— Start EXTRACTED INFORMATION —
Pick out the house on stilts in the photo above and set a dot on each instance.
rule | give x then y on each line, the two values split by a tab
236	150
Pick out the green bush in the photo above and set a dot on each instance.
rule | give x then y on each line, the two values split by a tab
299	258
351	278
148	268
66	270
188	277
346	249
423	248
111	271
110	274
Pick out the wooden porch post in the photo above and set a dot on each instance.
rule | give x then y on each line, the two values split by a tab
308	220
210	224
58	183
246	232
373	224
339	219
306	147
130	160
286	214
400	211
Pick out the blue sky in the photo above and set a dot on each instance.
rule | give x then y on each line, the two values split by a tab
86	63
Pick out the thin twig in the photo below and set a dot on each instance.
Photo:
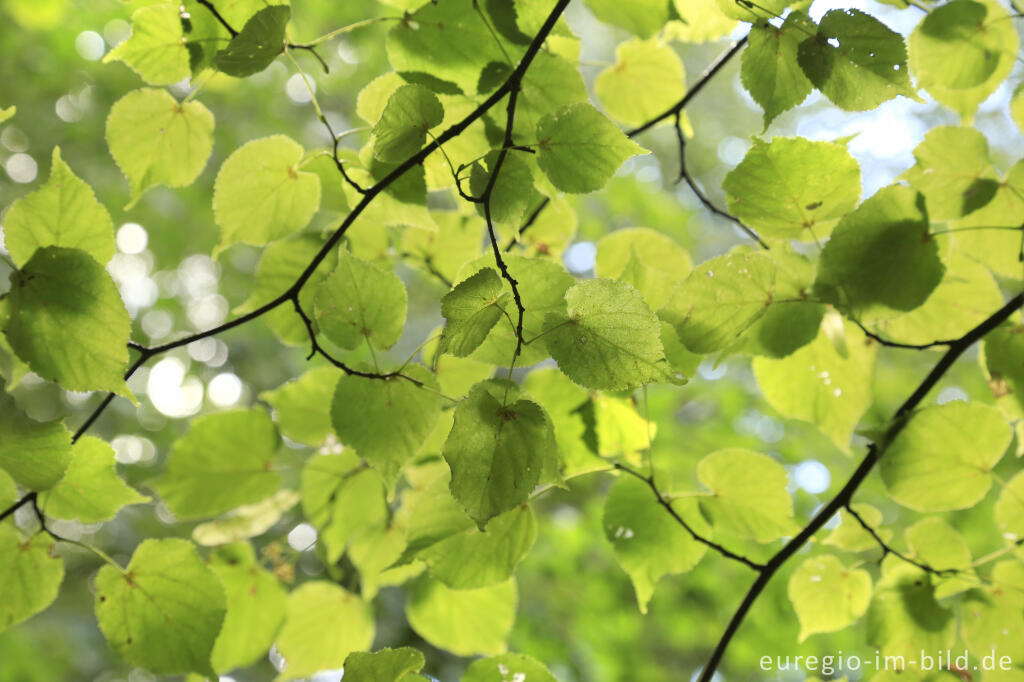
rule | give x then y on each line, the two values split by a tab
667	504
843	498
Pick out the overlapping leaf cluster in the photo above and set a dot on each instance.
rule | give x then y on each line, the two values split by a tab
422	473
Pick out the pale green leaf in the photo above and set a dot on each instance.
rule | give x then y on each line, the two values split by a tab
323	625
463	622
769	70
881	259
156	49
90	489
470	310
645	81
246	521
856	60
607	337
66	297
852	537
302	407
962	51
508	667
360	302
411	112
260	195
942	459
257	45
1010	509
223	462
937	545
341	498
30	574
156	139
255	607
497	452
35	454
474	558
64	212
648	543
383	666
643	17
826	595
794	187
904	619
165	610
580	148
366	413
749	497
649	260
819	385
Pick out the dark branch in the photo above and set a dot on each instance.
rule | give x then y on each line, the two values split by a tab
843	498
368	197
887	549
667	504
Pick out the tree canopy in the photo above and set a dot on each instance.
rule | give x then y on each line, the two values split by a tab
507	340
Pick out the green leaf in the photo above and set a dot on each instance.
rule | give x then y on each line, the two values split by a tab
— End EXTRACTED INFORMATION —
▶ THE TASK: Rewrite the data above with every "set a dot" changed to "place a marker" and everything else left as it is. Leave the pictures out of your version.

▶ EXERCISE ANSWER:
Pick out the house on stilts in the photo above and place a marker on each instance.
rule | give x then y on each line, the two values split by a tab
236	150
Pick out the green bush in the photo above and place a marker on each instance.
rule | give x then y on each line, the two values split by a tab
299	258
351	278
148	268
66	270
188	277
346	249
423	248
111	271
110	274
Pick out the wooden porch post in the photo above and place a marker on each instance.
rule | give x then y on each line, the two values split by a tab
308	220
210	224
58	183
246	232
373	224
339	219
306	147
130	160
286	214
400	211
Pick out the blue sky in the photo above and place a marker on each instance.
rule | give x then y on each line, the two values split by a tab
86	63
Pick out the thin twig in the photo below and place a marker on each instance.
Photo:
rule | give x then y on each line, the two values split by a tab
667	504
843	498
Pick out the overlapping leaf cluster in the photo above and place a marker on each instance.
rule | give x then y on each line, the two values split by a tab
422	473
Pick out the pale green leaf in the photo above and place a marker on each instance.
rule | give x then y on each line, the two values split by a tab
323	625
463	622
769	70
881	259
156	49
90	489
470	310
645	81
246	521
856	60
607	337
66	297
852	537
302	407
962	51
508	667
360	302
411	112
260	195
942	459
257	45
1010	509
223	462
937	545
341	498
30	574
156	139
255	607
497	452
35	454
474	558
64	212
648	543
383	666
643	17
826	595
794	187
904	619
165	610
580	148
366	413
749	497
649	260
819	385
Pick out the dark branch in the photo above and place a marker on each instance.
rule | give x then y on each line, the two values split by a tab
843	498
368	197
887	549
667	504
Pick out the tree canopy in the photo above and place a marker on each instance.
rule | give x then y on each line, the two values split by a tab
507	340
Pick out the green leaf in the photo above and place a marker on each instance.
rule | give x then y on each line, the two values split by a tab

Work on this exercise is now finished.